"Hoffentlich war es keiner unserer Leute":
Die Anschläge auf die Synagogen in Istanbul
und die Rolle von Staat und Hizbullah
Von Corry Görgü
57 Menschen fielen den vier Terroranschlägen
zum Opfer, die am 15. November 2003 auf die beiden Synagogen "Neve
Shalom" und Beth Israel" und am 20. November auf das britische
Konsulat und die HSBC-Bank in Istanbul verübt wurden; insgesamt 750
Menschen wurden zum Teil schwer verletzt.
Der Schreck darüber, dass diese Anschläge quasi
"vor der Haustür Europas" stattfanden mischten sich in den Analysen
der meisten hiesigen Zeitungen mit erstauntem Entsetzen darüber,
dass die Täter aus der Türkei stammten. Letztlich jedoch wurde "Al
Qaeda" als Verantwortlich für diese Terrorakte identifiziert,
verbunden mit der Hoffnung, die "gemäßigten Islamisten" der
AKP-Regierung würden ihren Reformeifer fortsetzen und die
"laizistischen Militärs" – als "Garant der Reformen Atatürks" - den
Einfluss des Islam zurückdrängen. Die Ereignisse der vergangenen 30
Jahre, der Aufbau faschistischer und später islamistischer Milizen
durch den türkischen Staat, die Pogrome und Massaker dieser Jahre
und die Rolle des Staates dabei, scheint dem politische
Kurzzeitgedächtnis zum Opfer gefallen. Vor allem in einem waren sich
Kommentatoren von links bis rechts erstaunlich einig: Antisemitismus
in der Türkei gab und gibt es nicht.

KURZE AUFGABE → Zähle alle Ziele auf, die der Text über die Anschläge in Istanbul für die Terroranschläge vom November 2003 nennt.

BEREITGESTELLTE DATEN →
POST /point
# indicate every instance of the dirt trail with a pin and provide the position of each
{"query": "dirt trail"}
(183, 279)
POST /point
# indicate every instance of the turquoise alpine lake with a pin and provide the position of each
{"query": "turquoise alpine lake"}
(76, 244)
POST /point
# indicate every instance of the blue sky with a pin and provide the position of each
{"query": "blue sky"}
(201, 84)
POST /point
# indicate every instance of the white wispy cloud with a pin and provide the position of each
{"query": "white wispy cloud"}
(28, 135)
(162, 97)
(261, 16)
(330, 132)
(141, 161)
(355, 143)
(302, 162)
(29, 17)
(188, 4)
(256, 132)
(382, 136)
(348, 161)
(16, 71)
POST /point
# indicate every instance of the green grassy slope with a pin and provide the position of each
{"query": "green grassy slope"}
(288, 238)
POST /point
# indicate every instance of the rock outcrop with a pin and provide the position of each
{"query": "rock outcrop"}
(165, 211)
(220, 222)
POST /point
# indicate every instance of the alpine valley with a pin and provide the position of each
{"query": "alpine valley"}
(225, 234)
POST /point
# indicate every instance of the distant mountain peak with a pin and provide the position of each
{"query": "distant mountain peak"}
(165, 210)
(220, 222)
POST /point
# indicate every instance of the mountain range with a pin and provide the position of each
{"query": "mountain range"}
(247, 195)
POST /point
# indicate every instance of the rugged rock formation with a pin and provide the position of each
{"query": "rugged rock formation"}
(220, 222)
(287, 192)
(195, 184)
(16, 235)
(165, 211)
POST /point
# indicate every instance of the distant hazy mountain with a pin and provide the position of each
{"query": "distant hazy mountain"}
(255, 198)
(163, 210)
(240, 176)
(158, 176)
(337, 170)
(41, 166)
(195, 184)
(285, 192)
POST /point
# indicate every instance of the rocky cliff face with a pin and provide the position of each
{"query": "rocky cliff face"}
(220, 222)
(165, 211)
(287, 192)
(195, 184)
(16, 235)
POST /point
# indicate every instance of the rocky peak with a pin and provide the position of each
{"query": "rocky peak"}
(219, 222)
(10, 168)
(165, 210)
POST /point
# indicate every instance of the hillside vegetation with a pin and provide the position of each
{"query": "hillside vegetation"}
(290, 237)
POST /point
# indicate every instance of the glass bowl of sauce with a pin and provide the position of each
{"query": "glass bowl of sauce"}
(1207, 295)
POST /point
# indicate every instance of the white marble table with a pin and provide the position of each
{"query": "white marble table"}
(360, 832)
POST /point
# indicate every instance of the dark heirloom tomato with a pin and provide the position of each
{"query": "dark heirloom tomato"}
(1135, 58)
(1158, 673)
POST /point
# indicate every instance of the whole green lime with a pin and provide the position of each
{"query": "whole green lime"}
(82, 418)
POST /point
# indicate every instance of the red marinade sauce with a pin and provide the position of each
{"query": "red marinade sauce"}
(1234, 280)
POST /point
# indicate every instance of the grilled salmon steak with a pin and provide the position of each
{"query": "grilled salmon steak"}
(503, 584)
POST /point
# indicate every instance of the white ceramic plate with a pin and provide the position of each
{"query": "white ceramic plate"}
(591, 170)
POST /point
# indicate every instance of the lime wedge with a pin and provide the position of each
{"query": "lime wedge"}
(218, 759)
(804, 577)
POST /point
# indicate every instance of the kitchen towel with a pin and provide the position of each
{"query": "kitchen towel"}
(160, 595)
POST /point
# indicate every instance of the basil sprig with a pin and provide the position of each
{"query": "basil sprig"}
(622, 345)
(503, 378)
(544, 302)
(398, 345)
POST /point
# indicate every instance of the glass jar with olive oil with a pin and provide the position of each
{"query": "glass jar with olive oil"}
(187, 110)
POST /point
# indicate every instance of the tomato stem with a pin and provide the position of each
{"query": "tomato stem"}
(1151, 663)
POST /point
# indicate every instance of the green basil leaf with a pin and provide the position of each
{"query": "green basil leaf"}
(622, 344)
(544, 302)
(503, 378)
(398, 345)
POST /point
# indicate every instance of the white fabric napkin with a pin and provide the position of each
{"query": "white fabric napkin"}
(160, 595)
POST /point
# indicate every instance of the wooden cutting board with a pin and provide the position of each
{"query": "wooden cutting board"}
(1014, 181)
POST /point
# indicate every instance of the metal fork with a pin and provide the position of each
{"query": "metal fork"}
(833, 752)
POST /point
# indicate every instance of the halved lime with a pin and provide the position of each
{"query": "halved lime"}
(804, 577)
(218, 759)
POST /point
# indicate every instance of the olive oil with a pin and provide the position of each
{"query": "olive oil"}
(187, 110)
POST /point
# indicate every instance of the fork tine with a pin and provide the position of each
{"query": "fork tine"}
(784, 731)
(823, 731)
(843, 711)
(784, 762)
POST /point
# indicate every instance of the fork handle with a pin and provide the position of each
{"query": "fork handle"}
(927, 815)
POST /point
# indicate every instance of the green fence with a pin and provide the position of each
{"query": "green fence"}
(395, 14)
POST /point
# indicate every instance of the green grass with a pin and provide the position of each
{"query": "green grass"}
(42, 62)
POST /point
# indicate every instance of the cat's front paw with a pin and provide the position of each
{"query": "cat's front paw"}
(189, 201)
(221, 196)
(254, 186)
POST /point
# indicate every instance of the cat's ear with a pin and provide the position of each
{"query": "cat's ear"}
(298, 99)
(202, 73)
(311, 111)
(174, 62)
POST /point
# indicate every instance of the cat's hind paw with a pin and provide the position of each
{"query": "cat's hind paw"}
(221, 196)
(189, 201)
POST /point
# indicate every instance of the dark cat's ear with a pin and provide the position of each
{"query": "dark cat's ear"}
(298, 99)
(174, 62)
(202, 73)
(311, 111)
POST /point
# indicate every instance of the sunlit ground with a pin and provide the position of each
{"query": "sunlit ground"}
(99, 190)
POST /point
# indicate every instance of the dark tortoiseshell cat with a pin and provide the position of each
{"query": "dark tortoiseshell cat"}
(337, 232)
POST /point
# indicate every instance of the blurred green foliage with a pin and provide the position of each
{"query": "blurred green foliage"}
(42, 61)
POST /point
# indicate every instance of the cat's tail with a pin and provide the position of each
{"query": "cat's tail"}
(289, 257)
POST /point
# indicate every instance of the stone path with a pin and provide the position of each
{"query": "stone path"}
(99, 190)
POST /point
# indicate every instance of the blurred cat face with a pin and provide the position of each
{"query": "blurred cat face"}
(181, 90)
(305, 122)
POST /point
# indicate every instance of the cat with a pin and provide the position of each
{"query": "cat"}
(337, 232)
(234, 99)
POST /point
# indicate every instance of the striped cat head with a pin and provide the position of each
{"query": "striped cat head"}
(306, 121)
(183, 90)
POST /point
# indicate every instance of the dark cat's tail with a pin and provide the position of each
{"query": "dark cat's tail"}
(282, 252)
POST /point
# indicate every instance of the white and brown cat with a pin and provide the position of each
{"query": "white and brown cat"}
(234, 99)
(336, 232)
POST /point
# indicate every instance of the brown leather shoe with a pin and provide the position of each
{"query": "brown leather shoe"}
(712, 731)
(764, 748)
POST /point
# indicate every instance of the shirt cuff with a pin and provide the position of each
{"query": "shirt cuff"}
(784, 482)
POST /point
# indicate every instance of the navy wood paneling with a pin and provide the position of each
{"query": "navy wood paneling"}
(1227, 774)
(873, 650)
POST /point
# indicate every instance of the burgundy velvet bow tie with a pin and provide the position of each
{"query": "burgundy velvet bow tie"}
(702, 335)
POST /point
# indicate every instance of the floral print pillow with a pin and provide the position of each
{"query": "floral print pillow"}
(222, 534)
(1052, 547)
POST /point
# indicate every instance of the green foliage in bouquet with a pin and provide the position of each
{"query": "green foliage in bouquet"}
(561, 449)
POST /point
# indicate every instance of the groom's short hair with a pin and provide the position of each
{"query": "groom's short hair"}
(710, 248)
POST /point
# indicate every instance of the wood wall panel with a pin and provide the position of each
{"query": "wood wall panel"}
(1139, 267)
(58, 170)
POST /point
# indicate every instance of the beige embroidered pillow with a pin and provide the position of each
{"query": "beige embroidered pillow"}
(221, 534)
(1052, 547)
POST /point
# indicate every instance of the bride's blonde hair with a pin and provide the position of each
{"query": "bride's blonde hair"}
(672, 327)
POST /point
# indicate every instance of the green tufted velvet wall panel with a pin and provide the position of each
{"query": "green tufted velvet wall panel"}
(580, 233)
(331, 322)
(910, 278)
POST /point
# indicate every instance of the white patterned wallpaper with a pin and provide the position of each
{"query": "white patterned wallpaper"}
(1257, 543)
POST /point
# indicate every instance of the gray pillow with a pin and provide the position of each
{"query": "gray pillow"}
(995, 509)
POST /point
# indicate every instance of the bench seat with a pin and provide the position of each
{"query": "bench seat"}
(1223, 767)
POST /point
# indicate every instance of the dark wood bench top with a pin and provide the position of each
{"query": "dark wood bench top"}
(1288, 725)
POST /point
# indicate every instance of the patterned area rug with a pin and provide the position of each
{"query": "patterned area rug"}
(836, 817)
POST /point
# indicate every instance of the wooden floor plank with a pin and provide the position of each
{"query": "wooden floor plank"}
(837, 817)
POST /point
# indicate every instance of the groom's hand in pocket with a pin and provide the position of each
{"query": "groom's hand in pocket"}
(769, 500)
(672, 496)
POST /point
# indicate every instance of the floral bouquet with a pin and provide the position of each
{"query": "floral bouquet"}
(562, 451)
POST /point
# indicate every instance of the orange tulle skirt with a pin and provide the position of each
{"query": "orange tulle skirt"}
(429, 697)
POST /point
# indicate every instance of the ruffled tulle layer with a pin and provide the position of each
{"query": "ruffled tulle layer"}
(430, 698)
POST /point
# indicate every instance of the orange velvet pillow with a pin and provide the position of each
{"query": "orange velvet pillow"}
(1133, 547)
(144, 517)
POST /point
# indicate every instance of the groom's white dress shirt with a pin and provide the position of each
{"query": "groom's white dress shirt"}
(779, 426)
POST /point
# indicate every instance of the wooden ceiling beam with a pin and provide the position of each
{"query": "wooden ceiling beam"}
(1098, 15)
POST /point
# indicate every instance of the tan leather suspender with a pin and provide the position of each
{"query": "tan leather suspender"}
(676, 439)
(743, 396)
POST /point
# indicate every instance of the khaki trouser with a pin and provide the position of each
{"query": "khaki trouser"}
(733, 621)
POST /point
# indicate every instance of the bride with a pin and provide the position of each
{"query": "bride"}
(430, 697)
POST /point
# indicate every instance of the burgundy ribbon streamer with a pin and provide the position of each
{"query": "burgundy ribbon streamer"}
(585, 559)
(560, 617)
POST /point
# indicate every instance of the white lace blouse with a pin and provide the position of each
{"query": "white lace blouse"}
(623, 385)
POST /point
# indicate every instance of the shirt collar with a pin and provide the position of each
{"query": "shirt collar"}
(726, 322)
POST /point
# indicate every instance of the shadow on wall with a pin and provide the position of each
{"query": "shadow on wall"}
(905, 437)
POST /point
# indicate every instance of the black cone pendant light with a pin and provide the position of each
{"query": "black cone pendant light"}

SCHRIFTLICHE ANTWORT →
- die Synagoge „Neve Shalom“
- die Synagoge Beth Israel
- das britische Konsulat
- die HSBC-Bank